=== Entries supplied ===

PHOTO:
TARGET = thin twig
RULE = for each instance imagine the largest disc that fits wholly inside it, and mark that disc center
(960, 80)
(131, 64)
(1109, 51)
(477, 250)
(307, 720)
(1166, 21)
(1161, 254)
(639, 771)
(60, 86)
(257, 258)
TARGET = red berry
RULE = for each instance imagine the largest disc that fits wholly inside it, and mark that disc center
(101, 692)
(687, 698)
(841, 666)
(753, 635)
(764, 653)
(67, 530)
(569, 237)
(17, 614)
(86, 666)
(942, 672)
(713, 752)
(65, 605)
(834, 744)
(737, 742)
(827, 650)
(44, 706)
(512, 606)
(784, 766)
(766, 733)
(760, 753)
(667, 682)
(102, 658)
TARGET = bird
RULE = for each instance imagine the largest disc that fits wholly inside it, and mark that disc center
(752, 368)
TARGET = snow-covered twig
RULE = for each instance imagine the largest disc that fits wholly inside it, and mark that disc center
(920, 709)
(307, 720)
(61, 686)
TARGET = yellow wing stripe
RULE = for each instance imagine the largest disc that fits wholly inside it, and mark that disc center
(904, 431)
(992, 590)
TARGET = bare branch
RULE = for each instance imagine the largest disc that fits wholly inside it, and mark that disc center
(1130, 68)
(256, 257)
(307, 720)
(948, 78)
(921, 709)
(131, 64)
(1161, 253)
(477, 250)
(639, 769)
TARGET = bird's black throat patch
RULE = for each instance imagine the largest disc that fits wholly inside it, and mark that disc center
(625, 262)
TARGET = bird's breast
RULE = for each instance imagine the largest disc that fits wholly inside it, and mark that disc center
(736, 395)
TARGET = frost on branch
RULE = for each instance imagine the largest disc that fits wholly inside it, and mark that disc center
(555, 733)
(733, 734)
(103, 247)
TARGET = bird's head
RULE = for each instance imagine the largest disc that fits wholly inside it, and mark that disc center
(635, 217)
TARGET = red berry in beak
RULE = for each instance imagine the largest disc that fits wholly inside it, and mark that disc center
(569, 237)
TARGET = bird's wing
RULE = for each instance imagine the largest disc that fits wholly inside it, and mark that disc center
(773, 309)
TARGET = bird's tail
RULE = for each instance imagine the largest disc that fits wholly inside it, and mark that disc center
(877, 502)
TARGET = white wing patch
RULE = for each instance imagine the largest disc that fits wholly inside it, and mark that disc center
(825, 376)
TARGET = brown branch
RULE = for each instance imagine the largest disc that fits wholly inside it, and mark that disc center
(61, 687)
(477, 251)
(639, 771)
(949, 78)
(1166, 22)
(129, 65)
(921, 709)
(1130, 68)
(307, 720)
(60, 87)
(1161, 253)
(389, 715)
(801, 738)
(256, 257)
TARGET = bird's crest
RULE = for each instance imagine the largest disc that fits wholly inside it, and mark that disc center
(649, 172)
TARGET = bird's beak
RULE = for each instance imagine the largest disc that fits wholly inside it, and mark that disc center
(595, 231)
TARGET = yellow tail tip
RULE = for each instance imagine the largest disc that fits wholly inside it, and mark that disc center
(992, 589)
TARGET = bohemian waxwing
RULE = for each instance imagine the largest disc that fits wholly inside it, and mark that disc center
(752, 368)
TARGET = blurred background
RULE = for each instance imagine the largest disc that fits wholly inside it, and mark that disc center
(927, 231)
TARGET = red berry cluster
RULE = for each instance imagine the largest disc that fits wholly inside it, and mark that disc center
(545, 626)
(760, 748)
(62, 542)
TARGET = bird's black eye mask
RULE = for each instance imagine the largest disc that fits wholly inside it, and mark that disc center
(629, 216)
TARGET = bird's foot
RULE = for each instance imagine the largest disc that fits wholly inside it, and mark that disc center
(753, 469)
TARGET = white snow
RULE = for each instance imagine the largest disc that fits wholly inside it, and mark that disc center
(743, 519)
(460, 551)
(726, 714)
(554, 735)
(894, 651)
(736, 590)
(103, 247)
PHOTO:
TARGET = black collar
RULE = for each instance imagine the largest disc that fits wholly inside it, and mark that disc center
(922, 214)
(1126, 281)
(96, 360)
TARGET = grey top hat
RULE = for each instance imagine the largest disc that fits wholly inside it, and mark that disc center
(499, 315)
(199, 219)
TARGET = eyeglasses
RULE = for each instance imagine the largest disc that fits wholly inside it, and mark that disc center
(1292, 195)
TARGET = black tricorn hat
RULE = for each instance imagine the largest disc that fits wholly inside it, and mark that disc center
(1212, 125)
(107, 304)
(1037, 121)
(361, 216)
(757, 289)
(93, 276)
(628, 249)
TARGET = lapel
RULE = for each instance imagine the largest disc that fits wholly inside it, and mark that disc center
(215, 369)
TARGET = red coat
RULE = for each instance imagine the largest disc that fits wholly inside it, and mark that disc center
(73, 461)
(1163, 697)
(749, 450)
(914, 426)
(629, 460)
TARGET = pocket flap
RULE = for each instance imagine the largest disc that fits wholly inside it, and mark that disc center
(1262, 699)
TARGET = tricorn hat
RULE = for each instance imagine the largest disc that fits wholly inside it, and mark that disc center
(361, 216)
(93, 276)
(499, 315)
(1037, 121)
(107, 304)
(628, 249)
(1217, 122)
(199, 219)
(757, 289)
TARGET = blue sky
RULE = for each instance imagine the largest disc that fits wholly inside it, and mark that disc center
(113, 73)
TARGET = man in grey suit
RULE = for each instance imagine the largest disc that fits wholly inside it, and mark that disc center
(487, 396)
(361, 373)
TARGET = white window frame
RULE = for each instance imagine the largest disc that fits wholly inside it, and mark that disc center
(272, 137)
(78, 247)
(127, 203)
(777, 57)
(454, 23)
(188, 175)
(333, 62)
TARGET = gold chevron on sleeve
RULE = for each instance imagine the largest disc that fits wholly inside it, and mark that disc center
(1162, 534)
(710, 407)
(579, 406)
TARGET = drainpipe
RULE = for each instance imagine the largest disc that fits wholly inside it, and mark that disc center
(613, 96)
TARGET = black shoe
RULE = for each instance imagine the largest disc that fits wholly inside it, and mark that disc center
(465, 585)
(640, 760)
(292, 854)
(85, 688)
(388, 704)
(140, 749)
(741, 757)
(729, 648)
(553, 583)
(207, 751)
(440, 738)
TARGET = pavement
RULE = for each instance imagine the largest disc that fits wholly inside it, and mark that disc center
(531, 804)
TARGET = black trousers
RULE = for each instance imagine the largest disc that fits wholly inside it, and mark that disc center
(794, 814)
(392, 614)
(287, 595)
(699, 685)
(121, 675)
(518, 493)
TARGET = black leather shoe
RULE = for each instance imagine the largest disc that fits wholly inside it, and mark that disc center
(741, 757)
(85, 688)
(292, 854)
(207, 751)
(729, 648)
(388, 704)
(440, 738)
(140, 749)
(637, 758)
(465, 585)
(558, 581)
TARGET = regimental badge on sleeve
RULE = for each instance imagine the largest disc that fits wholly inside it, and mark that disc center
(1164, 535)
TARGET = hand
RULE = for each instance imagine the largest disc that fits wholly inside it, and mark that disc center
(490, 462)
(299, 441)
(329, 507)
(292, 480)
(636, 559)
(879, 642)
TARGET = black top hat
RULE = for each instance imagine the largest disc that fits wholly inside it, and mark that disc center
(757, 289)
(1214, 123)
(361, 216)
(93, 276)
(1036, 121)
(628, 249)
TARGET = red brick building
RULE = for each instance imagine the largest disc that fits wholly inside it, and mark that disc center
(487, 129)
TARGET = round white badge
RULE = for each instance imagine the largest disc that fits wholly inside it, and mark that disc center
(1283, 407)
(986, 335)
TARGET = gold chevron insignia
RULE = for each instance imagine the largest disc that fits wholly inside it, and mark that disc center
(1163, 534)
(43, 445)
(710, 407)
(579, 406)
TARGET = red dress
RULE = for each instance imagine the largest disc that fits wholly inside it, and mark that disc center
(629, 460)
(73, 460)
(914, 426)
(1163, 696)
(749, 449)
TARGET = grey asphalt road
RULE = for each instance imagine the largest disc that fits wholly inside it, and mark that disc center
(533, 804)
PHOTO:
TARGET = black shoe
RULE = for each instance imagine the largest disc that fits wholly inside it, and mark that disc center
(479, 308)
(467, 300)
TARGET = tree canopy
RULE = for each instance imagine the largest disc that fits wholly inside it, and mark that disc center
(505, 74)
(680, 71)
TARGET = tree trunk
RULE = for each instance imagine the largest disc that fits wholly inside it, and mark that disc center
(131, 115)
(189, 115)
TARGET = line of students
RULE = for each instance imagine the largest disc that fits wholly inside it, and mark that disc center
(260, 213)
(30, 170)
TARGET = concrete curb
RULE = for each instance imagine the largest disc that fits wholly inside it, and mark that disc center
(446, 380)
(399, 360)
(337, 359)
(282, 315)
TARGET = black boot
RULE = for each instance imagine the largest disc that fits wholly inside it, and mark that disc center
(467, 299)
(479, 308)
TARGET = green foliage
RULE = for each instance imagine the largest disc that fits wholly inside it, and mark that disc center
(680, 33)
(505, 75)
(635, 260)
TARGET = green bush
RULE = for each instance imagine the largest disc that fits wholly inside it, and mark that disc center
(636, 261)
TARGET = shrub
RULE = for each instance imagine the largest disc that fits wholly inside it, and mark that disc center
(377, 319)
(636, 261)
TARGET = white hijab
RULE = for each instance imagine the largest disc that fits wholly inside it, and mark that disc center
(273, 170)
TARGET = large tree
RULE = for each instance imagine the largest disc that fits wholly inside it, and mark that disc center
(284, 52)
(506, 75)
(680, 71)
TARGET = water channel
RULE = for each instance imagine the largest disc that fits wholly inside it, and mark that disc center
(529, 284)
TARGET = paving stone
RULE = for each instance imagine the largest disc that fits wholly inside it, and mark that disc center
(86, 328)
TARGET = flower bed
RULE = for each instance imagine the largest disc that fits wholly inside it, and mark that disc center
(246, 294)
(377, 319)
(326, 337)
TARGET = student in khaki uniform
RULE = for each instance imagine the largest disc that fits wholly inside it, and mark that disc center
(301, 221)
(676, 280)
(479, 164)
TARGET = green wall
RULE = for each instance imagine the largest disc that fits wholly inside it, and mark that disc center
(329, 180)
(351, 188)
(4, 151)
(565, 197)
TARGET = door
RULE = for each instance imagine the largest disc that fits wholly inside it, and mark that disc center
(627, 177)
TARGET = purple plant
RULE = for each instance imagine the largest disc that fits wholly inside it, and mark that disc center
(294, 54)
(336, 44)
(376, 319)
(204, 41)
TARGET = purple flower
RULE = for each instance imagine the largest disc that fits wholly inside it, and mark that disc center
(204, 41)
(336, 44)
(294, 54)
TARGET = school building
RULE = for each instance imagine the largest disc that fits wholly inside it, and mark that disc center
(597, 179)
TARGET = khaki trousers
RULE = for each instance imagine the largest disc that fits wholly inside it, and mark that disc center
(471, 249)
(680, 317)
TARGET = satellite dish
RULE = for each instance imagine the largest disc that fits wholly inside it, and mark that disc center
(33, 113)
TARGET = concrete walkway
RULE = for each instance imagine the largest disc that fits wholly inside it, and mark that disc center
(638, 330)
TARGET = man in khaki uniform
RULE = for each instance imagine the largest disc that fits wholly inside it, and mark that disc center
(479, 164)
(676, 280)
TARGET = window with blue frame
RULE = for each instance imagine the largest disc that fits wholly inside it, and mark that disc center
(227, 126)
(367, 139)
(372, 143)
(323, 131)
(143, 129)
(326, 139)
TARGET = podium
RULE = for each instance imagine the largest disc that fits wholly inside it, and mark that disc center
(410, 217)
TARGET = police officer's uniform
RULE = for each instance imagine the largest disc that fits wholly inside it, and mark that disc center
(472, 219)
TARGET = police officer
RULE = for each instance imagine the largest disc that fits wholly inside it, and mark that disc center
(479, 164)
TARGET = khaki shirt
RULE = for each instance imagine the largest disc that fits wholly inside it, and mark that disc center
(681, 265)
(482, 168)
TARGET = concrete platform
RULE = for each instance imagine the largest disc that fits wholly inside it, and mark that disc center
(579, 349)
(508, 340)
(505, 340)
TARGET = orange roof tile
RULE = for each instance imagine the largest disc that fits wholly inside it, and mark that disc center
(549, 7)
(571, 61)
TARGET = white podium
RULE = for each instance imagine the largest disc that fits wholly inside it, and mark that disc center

===

▶ **Prompt**
Produce an exact copy of the lines from the one containing "TARGET = window with blue frame" through the last line, and of nothing else.

▶ **Answer to this exercise**
TARGET = window with blue frame
RULE = for each instance imagine the largest disc that fits wholly inside it, and mark that disc center
(227, 126)
(367, 139)
(372, 143)
(323, 131)
(143, 129)
(326, 139)
TARGET = podium
RULE = for each instance imagine the largest disc that fits wholly inside it, and mark that disc center
(410, 217)
TARGET = police officer's uniform
RULE = for each instance imagine the largest disc that fits wholly inside it, and mark that disc center
(472, 219)
TARGET = police officer
RULE = for each instance imagine the largest disc that fits wholly inside it, and mark that disc center
(479, 164)
TARGET = khaki shirt
RULE = for each instance imagine the largest disc that fits wholly inside it, and mark that disc center
(681, 265)
(482, 168)
TARGET = concrete platform
RULE = for each instance imagine the largest disc that fits wholly inside it, and mark that disc center
(579, 349)
(508, 340)
(505, 340)
TARGET = orange roof tile
RULE = for each instance imagine the largest disc that fits wholly inside it, and mark that disc center
(549, 7)
(571, 61)
TARGET = white podium
RULE = for each instance imagine the largest disc that fits wholly inside it, and mark that disc center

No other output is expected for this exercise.